Start of Text section

# Will anyone be wintering near me?



## 97201 (Jan 7, 2006)

Towards the end Of Oct, I will be heading south again to Camping Marjal near Guardamar just south of Alicante. Just wondering if anyone else will be in the local during my 6 months escape from Mr. Brown and friends.

Ian


----------



## Rapide561 (Oct 1, 2005)

*Winter*

Hello

No - in the UK for me, shame though, could do with some sunshine.

Russell


----------



## teensvan (May 9, 2005)

Hi Camperian.

With any luck we shall be in benidorm from the 1st Oct for a few months. We shall put a post on during Oct to find out where any members are.

steve & ann. --------- teensvan.


----------



## asabrush (Mar 3, 2008)

I wish!! :roll:


----------



## asprn (Feb 10, 2006)

camperian said:


> I will be heading south again to Camping Marjal.... wondering if anyone else will be in the local during my 6 months escape


I'll be there in mind and spirit, if not van.  Keep that beer cold though.

Dougie.


----------



## BIGLAD (Oct 8, 2007)

*Marjal*

Hello wife and i planning to be in area Nov/Dec. Looking now for pitch,has Marjal internet,and how much per month.

Thanks. 
Maurice,Chris


----------



## 97201 (Jan 7, 2006)

Thank you all for your wishes and thoughts even in Dougie's case where it drifts towards a case of beer :lol: . So Dougie as it's only beer you're interested in, I'll just have to finish off that Macallan 10yo myself! :twisted: 

Biglad:

Marjal is one of the top sites (I believe) in Spain. Everything except leccy and laundry facilities is included in the price.

End of Text section

* _Challenges_
- A) From the forum thread on wintering in Spain, reproduce verbatim the passage that begins with the words containing "Maurice,Chris" and ends with "in the price.".
- B) List each distinct username that heads a post in the forum thread on wintering in Spain.

Start of Dataset records

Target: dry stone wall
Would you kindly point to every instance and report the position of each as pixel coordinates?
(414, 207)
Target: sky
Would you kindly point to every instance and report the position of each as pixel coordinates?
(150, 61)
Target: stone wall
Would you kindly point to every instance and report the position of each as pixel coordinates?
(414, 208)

End of Dataset records
Start of Dataset records

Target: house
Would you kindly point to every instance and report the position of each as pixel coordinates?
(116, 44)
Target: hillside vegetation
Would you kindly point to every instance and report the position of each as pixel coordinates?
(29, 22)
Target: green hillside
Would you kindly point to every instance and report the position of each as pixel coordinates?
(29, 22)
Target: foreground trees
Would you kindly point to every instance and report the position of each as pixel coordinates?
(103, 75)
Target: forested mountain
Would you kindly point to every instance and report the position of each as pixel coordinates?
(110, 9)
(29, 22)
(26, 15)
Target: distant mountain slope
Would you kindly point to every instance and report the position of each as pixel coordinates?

End of Dataset records
Start of Dataset records

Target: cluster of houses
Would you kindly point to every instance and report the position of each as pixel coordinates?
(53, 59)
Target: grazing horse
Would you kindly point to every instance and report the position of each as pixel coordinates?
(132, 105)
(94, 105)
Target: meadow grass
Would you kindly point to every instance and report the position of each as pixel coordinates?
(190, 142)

End of Dataset records

* _Expected results_
- A)
Maurice,Chris


----------



## 97201 (Jan 7, 2006)

Thank you all for your wishes and thoughts even in Dougie's case where it drifts towards a case of beer :lol: . So Dougie as it's only beer you're interested in, I'll just have to finish off that Macallan 10yo myself! :twisted: 

Biglad:

Marjal is one of the top sites (I believe) in Spain. Everything except leccy and laundry facilities is included in the price.

- B) 97201, Rapide561, teensvan, asabrush, asprn, BIGLAD